## Collection entries
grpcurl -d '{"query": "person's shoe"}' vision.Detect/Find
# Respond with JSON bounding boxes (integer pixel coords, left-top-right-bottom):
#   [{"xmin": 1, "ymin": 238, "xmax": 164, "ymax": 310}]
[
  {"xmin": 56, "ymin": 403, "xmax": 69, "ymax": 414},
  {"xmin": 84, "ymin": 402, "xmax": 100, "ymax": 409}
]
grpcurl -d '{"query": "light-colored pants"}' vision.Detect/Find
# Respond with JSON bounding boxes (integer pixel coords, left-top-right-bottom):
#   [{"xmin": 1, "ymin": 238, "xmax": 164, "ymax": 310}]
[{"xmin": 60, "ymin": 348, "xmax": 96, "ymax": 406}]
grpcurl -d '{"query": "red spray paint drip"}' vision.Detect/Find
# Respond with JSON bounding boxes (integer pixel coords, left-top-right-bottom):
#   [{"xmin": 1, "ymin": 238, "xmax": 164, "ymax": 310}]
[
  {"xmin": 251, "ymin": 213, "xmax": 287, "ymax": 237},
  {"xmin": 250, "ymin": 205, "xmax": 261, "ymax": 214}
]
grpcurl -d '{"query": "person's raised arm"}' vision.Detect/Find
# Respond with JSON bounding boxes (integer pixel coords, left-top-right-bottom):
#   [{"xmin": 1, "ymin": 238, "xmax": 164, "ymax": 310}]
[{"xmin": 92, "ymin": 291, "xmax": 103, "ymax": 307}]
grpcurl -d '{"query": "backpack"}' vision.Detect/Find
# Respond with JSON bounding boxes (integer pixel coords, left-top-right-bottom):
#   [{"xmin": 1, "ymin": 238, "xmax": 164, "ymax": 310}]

## What is asked
Reproduce all of the data exactly as given.

## Result for this exercise
grpcurl -d '{"query": "person's shoe"}' vision.Detect/Find
# Respond with JSON bounding boxes (integer pixel coords, left-top-right-bottom):
#   [{"xmin": 1, "ymin": 238, "xmax": 164, "ymax": 310}]
[
  {"xmin": 56, "ymin": 403, "xmax": 69, "ymax": 414},
  {"xmin": 84, "ymin": 402, "xmax": 100, "ymax": 409}
]
grpcurl -d '{"query": "light-colored pants"}' vision.Detect/Find
# Respond with JSON bounding boxes (integer pixel coords, left-top-right-bottom):
#   [{"xmin": 1, "ymin": 238, "xmax": 164, "ymax": 310}]
[{"xmin": 60, "ymin": 348, "xmax": 96, "ymax": 406}]
grpcurl -d '{"query": "red spray paint drip"}' vision.Detect/Find
# Respond with JSON bounding boxes (integer pixel coords, left-top-right-bottom):
#   [{"xmin": 1, "ymin": 238, "xmax": 164, "ymax": 310}]
[
  {"xmin": 251, "ymin": 213, "xmax": 287, "ymax": 237},
  {"xmin": 250, "ymin": 205, "xmax": 261, "ymax": 214}
]
grpcurl -d '{"query": "person's raised arm"}' vision.Detect/Find
# Respond with JSON bounding boxes (integer pixel coords, left-top-right-bottom):
#   [{"xmin": 1, "ymin": 238, "xmax": 164, "ymax": 310}]
[{"xmin": 92, "ymin": 291, "xmax": 103, "ymax": 307}]
grpcurl -d '{"query": "backpack"}' vision.Detect/Find
# Respond with JSON bounding boxes (integer pixel coords, left-top-right-bottom):
#   [{"xmin": 1, "ymin": 238, "xmax": 164, "ymax": 310}]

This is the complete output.